### Set problem
Count the lines in the material below that contain the string "field", treating uppercase and lowercase letters as different. Reply with the number only.

### Data shown
• • • • • • •

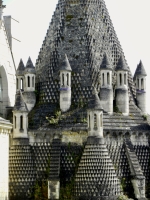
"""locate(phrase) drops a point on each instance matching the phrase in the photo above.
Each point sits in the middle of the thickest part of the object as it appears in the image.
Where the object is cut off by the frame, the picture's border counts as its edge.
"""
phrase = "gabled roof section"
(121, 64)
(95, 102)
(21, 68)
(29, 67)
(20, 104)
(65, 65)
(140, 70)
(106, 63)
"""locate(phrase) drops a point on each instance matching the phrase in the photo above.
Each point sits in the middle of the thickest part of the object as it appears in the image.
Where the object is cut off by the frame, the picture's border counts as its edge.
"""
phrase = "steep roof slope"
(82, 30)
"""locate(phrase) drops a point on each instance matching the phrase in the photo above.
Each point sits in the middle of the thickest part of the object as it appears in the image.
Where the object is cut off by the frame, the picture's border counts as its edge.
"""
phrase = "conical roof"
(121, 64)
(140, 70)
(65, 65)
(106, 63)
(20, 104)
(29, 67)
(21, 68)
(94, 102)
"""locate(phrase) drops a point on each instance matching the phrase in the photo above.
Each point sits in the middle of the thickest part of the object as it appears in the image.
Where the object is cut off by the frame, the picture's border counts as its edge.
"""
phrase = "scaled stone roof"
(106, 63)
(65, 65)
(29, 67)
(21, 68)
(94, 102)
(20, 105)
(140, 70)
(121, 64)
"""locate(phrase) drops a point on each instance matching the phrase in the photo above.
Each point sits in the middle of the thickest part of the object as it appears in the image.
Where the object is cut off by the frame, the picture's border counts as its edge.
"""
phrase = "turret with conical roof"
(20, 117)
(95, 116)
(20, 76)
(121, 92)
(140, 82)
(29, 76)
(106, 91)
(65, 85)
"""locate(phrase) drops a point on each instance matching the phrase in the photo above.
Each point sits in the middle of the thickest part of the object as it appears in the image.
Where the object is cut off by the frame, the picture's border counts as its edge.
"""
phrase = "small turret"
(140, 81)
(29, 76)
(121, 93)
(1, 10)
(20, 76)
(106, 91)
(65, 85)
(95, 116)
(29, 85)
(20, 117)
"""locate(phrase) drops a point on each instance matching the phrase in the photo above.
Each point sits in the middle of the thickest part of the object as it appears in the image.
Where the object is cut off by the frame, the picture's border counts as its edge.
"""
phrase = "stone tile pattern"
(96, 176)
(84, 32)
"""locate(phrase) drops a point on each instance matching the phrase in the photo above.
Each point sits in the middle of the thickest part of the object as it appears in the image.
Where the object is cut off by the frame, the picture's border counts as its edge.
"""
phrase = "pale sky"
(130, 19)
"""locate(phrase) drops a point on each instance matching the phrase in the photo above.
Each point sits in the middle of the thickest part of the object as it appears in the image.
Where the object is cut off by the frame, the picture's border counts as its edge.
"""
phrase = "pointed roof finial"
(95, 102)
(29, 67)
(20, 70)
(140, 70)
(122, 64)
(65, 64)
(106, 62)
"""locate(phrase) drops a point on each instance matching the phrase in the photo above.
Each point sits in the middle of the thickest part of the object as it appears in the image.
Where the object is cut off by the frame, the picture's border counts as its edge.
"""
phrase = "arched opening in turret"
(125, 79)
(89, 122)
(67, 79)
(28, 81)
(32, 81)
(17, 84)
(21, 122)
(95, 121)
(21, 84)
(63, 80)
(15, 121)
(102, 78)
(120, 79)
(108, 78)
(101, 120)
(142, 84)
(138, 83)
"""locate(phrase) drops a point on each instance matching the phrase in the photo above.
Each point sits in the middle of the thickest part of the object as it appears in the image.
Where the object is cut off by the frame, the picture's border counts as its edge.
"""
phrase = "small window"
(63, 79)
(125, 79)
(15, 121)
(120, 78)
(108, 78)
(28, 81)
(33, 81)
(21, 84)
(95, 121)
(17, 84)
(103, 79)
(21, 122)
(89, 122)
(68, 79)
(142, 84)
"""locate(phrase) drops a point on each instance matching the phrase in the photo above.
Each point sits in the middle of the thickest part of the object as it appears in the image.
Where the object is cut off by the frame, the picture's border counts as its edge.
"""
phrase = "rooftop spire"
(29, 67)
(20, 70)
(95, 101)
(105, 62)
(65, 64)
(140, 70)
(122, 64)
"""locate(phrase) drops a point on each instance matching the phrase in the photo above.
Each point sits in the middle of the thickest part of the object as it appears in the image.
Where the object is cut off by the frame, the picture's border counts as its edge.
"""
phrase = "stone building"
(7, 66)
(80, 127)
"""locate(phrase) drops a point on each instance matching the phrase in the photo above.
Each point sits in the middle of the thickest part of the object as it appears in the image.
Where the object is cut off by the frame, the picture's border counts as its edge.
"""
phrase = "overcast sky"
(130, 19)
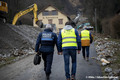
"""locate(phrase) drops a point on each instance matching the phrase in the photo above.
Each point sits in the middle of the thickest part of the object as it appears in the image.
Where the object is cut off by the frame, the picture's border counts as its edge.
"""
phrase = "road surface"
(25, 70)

• • • • • • •

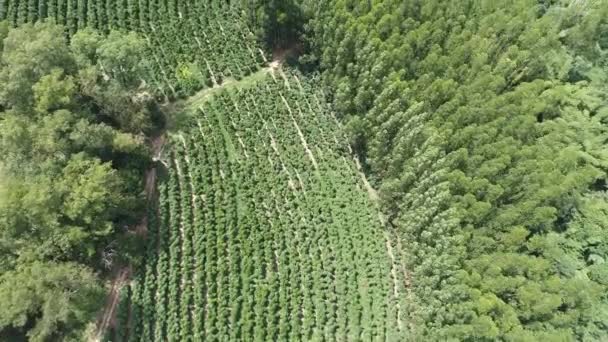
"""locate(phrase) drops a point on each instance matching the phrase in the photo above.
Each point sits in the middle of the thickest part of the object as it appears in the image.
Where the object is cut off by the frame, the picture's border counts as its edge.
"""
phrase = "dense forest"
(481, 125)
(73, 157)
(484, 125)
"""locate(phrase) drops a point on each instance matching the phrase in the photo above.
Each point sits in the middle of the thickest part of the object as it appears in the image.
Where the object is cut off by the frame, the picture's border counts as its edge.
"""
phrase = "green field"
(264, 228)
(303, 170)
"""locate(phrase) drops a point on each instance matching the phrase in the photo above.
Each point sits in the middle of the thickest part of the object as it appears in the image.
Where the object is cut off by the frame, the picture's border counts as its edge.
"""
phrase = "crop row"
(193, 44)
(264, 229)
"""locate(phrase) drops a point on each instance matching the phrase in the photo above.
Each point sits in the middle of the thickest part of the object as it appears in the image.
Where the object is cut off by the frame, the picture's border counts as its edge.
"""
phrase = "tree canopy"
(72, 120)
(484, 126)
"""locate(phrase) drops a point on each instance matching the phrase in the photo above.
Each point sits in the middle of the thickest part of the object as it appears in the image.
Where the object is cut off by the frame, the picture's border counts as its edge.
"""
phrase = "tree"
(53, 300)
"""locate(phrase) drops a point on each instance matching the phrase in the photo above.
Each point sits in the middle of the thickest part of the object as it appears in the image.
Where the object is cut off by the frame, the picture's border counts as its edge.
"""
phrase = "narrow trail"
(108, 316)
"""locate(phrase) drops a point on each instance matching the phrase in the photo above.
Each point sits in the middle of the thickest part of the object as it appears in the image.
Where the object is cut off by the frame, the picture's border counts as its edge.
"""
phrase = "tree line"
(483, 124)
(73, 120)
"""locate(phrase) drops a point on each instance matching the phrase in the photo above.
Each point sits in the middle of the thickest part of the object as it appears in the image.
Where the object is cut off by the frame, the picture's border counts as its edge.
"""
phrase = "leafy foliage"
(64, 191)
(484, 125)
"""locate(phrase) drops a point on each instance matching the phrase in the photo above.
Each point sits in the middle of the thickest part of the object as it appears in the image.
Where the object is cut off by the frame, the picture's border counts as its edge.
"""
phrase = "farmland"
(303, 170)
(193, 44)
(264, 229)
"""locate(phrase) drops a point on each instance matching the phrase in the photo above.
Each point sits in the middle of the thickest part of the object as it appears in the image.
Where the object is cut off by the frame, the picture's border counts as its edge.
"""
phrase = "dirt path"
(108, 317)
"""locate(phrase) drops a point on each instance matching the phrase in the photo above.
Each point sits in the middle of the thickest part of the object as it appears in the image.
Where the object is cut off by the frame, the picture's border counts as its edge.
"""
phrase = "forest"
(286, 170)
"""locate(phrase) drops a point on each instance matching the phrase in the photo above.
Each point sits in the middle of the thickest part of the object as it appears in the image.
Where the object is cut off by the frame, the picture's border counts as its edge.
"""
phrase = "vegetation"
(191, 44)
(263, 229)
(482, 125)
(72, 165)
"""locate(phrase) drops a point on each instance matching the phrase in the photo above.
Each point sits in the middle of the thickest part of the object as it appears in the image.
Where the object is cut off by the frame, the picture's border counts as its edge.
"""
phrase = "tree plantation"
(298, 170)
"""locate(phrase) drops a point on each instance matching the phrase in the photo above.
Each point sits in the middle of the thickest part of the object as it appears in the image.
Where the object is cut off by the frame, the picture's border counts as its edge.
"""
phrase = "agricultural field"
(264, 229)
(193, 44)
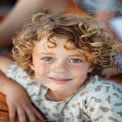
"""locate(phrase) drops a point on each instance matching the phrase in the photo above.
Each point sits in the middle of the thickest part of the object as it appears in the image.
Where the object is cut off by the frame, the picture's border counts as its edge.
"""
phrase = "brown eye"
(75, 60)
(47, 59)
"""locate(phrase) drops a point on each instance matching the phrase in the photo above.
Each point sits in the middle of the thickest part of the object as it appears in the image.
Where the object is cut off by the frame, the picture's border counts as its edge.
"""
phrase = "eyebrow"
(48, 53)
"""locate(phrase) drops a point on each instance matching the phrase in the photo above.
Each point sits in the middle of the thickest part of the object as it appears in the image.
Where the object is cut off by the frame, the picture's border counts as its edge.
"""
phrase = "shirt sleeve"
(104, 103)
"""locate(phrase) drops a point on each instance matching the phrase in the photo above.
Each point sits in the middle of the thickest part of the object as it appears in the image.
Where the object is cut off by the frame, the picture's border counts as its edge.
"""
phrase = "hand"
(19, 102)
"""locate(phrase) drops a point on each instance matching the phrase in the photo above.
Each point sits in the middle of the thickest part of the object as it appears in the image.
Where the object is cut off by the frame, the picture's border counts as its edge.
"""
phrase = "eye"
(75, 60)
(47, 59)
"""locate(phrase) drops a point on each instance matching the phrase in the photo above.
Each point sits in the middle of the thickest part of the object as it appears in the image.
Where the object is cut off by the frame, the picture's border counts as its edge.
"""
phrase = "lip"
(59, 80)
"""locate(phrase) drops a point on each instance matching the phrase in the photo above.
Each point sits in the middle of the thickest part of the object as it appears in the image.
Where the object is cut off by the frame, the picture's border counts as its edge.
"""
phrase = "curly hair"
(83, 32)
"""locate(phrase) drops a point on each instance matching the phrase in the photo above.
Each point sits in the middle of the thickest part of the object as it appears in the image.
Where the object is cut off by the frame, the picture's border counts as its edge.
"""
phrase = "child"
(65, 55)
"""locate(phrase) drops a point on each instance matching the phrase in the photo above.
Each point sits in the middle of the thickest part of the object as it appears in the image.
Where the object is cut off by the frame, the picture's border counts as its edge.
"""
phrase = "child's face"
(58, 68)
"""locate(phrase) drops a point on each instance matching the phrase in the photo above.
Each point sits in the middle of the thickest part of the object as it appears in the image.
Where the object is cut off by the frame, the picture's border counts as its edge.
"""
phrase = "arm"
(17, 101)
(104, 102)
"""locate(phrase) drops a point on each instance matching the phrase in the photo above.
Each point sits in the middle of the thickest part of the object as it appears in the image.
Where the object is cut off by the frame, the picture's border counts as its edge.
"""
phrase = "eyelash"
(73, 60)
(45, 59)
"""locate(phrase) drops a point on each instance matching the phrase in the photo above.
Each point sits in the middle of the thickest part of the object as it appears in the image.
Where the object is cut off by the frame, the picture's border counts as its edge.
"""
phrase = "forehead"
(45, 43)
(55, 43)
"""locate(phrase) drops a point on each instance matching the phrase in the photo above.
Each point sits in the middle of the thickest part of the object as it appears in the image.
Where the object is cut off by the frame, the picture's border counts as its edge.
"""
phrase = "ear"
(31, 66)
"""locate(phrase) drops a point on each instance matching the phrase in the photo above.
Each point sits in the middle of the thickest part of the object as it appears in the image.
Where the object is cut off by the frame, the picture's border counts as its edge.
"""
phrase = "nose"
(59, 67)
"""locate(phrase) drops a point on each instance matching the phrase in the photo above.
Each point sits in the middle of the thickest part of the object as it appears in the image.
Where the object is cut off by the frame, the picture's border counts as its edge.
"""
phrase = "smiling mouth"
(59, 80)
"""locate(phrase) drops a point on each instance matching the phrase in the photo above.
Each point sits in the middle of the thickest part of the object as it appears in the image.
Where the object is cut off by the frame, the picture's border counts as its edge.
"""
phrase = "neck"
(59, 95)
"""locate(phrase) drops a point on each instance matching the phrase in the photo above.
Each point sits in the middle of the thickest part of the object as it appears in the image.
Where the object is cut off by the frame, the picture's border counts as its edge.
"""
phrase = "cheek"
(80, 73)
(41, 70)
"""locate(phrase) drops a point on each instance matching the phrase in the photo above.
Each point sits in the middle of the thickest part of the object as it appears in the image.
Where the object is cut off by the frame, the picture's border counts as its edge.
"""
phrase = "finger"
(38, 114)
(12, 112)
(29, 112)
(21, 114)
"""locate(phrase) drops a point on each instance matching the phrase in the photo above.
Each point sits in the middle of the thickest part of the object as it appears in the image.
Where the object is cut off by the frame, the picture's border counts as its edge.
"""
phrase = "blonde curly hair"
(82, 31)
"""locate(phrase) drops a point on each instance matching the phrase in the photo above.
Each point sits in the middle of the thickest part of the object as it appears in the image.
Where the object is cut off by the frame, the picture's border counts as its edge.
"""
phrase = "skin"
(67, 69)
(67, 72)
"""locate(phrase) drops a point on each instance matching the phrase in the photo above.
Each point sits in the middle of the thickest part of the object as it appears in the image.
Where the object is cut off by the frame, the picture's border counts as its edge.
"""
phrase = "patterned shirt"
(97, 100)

• • • • • • •

### Final result
2